> [Task prompt]:
In the connector announcement below, list every thing the blog says readers will learn about the connector.

> [Provided passage]:
——————

Announcing the Flink-Pulsar SQL Connector

Written by

Yufei Zhang

Topics

ConnectorsApache PulsarFlink

We are happy to announce that the Flink-Pulsar SQL Connector has been released and is available for download and use. The Flink-Pulsar SQL Connector supports querying data from and writing data to Pulsar topics with simple Flink SQL queries. With this connector, you can easily create Flink + Pulsar pipelines without writing Java or Scala. Read this blog to learn about the benefits and features of this connector and how to use it.

What is the Flink-Pulsar SQL Connector?

The Flink community provides the SQL and Table API to express Flink jobs using SQL queries. The Flink-Pulsar SQL Connector allows Flink SQL to read from and write to Pulsar topics with simple “SELECT FROM” and “INSERT INTO” statements.

——————

> [Stored data]:
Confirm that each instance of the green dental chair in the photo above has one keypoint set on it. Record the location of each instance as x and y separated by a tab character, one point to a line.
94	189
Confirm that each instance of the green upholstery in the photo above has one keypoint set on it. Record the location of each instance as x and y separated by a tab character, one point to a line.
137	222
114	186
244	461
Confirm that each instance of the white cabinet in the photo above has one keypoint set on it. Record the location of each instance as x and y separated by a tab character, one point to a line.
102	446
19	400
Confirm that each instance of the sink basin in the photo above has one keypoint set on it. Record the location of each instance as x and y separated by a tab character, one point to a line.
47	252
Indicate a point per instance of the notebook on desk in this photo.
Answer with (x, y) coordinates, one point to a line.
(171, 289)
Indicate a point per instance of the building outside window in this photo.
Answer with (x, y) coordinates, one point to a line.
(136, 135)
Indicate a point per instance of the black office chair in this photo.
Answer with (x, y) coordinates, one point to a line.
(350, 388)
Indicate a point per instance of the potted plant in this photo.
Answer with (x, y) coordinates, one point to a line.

——————

> [Answer for this exercise]:
- The benefits of the connector
- The features of the connector
- How to use the connector